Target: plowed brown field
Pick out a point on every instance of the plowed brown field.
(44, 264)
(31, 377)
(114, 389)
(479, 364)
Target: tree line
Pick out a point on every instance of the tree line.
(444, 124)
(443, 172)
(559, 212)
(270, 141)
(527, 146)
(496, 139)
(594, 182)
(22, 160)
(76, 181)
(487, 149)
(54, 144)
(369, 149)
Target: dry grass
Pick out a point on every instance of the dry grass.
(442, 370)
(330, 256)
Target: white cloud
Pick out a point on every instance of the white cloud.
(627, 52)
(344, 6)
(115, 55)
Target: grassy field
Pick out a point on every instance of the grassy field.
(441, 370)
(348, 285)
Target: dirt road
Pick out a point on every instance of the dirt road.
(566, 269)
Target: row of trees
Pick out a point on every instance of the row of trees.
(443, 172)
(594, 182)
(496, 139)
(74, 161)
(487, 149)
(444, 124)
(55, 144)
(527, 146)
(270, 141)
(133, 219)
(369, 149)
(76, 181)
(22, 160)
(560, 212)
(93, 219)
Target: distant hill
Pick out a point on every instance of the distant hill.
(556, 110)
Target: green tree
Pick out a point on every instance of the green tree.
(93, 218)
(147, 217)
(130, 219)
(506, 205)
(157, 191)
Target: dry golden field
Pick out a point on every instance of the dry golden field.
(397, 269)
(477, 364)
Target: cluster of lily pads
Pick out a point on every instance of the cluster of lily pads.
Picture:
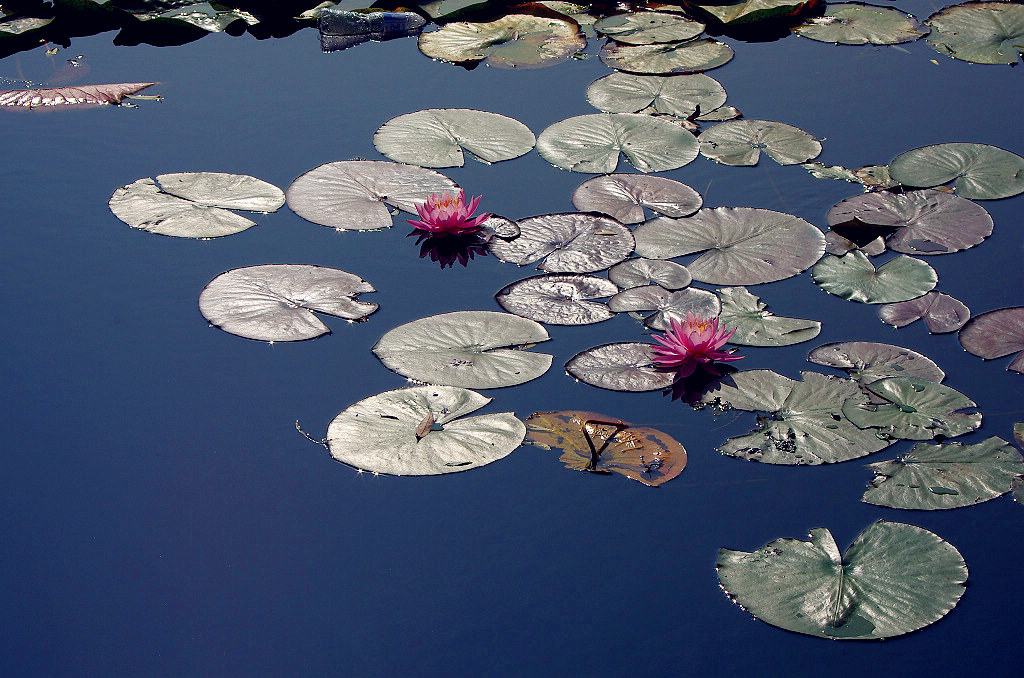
(890, 393)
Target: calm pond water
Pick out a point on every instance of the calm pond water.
(163, 517)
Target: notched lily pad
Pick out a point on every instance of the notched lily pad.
(945, 476)
(275, 302)
(558, 299)
(894, 579)
(385, 433)
(599, 443)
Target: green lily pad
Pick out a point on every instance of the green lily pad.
(672, 95)
(757, 327)
(855, 24)
(468, 348)
(981, 171)
(740, 245)
(740, 142)
(644, 28)
(894, 579)
(625, 196)
(807, 425)
(914, 410)
(422, 430)
(853, 277)
(979, 32)
(682, 57)
(558, 299)
(514, 41)
(944, 476)
(435, 137)
(592, 143)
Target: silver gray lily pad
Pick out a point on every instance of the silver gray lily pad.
(436, 137)
(275, 302)
(468, 348)
(570, 243)
(194, 204)
(422, 430)
(354, 195)
(558, 299)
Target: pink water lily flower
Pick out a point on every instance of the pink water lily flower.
(449, 215)
(693, 341)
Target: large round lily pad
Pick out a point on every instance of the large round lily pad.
(979, 32)
(592, 143)
(435, 137)
(422, 430)
(354, 195)
(275, 302)
(469, 348)
(995, 334)
(924, 221)
(625, 196)
(944, 476)
(740, 142)
(620, 367)
(681, 57)
(894, 579)
(194, 204)
(514, 41)
(980, 171)
(674, 95)
(740, 245)
(570, 243)
(855, 24)
(853, 277)
(558, 299)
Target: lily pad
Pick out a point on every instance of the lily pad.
(639, 271)
(644, 28)
(924, 221)
(979, 32)
(944, 476)
(681, 57)
(469, 348)
(624, 197)
(595, 442)
(853, 277)
(915, 410)
(667, 304)
(558, 299)
(514, 41)
(757, 327)
(807, 426)
(894, 579)
(275, 302)
(995, 334)
(194, 204)
(740, 245)
(385, 433)
(740, 142)
(592, 143)
(981, 171)
(866, 362)
(570, 243)
(353, 195)
(855, 24)
(435, 137)
(941, 312)
(672, 95)
(620, 367)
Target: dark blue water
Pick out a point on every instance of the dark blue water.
(162, 516)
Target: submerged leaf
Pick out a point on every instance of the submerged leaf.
(894, 579)
(386, 433)
(274, 302)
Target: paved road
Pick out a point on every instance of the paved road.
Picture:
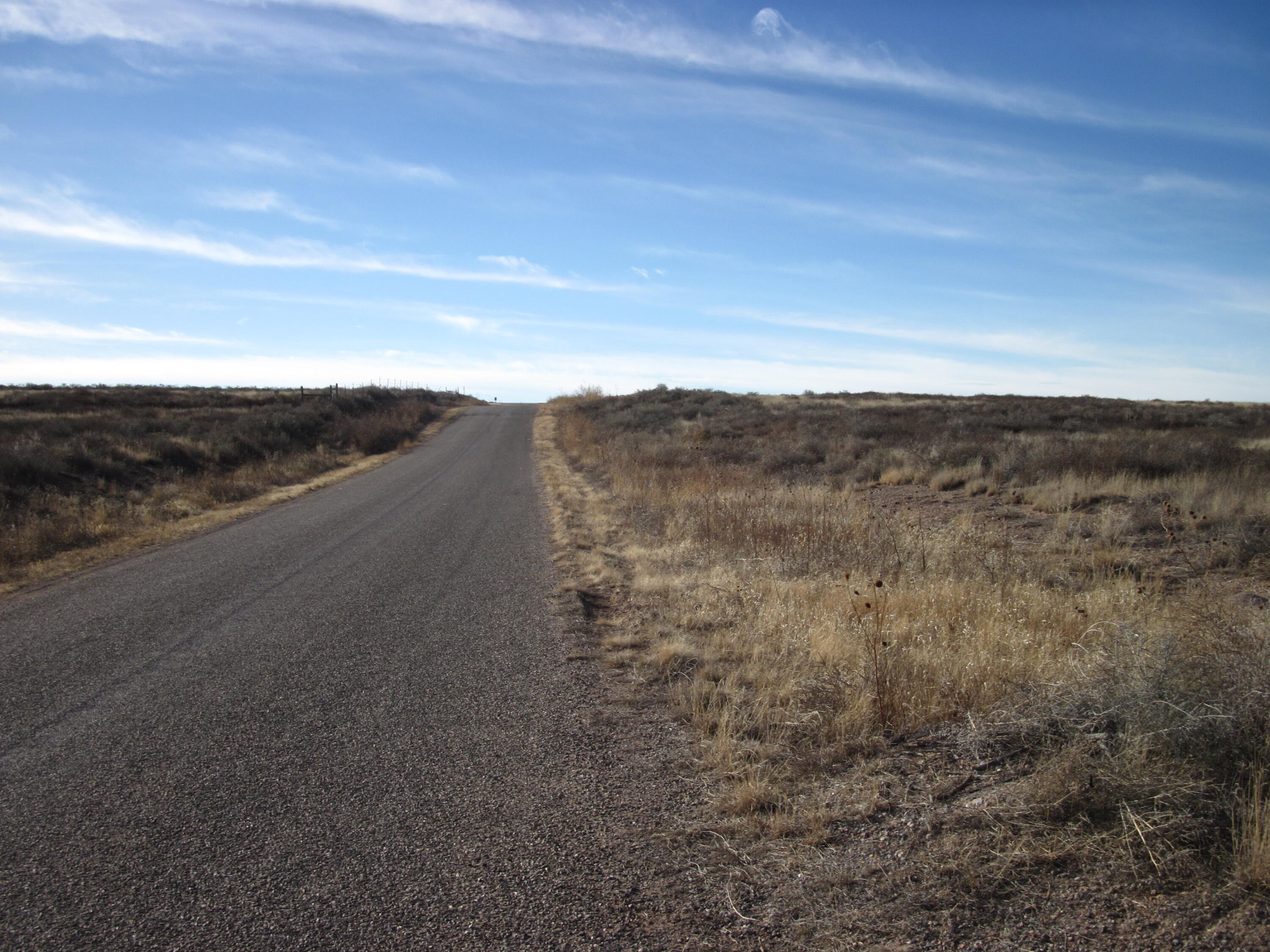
(347, 723)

SHORT EXERCISE:
Reproduce all of the data above verbatim, leaving out the pictures.

RESPONSE TO THE EXERCISE:
Target: plowed brown field
Pick out a point on every instance of the plowed brown field.
(44, 264)
(31, 377)
(114, 389)
(479, 364)
Target: tree line
Pick out a point on every instance of the tree line.
(444, 124)
(443, 172)
(559, 212)
(270, 141)
(527, 146)
(496, 139)
(594, 182)
(22, 160)
(76, 181)
(487, 149)
(54, 144)
(369, 149)
Target: dry grass
Pick out a point on every instance of the dry grass.
(442, 370)
(330, 256)
Target: white cloud
Pick out a point on every instance of the white cloud.
(627, 52)
(344, 6)
(115, 55)
Target: grassy field
Pick out a point on every instance of the grassy field.
(441, 370)
(348, 285)
Target: dirt road
Pick out a point on every instance of the dirt road.
(566, 269)
Target: row of trees
Pick out a point on every instance of the row of trees.
(443, 172)
(594, 182)
(496, 139)
(74, 161)
(487, 149)
(444, 124)
(55, 144)
(527, 146)
(270, 141)
(133, 219)
(369, 149)
(76, 181)
(22, 160)
(560, 212)
(93, 219)
Target: distant hill
Pick out a point on every instance of the distant hill.
(556, 110)
Target: green tree
Pick out a point on every instance of the green tree.
(93, 218)
(147, 217)
(130, 219)
(506, 205)
(157, 191)
Target: dry golden field
Pick out a point on every instance of the dry golden field.
(397, 269)
(477, 364)
Target: cluster of lily pads
Pick out a point on every instance of the cluster of lily pads.
Picture:
(890, 393)
Target: calm pond water
Pick out a point on every instance of the calm pond water.
(163, 517)
Target: notched lily pad
Pick out a point on every instance of the notched lily pad.
(945, 476)
(275, 302)
(558, 299)
(894, 579)
(385, 433)
(599, 443)
Target: green lily pad
Pick out a point on every instance of the green lily pad.
(672, 95)
(757, 327)
(855, 24)
(468, 348)
(981, 171)
(740, 245)
(740, 142)
(644, 28)
(894, 579)
(625, 196)
(807, 425)
(914, 410)
(422, 430)
(853, 277)
(979, 32)
(682, 57)
(558, 299)
(514, 41)
(944, 476)
(435, 137)
(592, 143)
Target: silver gray lily pad
Pick out a point on every instance of the silver gray lily pad.
(436, 137)
(275, 302)
(468, 348)
(570, 243)
(194, 204)
(422, 430)
(354, 195)
(558, 299)
Target: pink water lily flower
Pick out a point on every instance of the pink water lily flower.
(449, 215)
(693, 341)
Target: large round lily pad
Pick out a point on every instance of the large round lily pad.
(979, 32)
(592, 143)
(435, 137)
(422, 430)
(354, 195)
(275, 302)
(469, 348)
(995, 334)
(924, 221)
(625, 196)
(944, 476)
(740, 142)
(620, 367)
(681, 57)
(894, 579)
(194, 204)
(514, 41)
(980, 171)
(674, 95)
(740, 245)
(570, 243)
(855, 24)
(853, 277)
(558, 299)
Target: lily pad
Pick out a point on every instance of the lily pad.
(639, 271)
(644, 28)
(924, 221)
(979, 32)
(944, 476)
(681, 57)
(469, 348)
(624, 197)
(595, 442)
(853, 277)
(915, 410)
(667, 304)
(558, 299)
(514, 41)
(757, 327)
(807, 426)
(894, 579)
(275, 302)
(995, 334)
(194, 204)
(740, 245)
(385, 433)
(740, 142)
(592, 143)
(981, 171)
(866, 362)
(570, 243)
(353, 195)
(855, 24)
(435, 137)
(941, 312)
(672, 95)
(620, 367)
Target: dark blue water
Pick out a point on every instance of the dark blue water.
(162, 516)
Target: submerged leaf
Pick out a point on every instance of the submerged leaf.
(894, 579)
(386, 433)
(274, 302)
Target: paved road
Pick out a point on every instance of the paved road.
Picture:
(347, 723)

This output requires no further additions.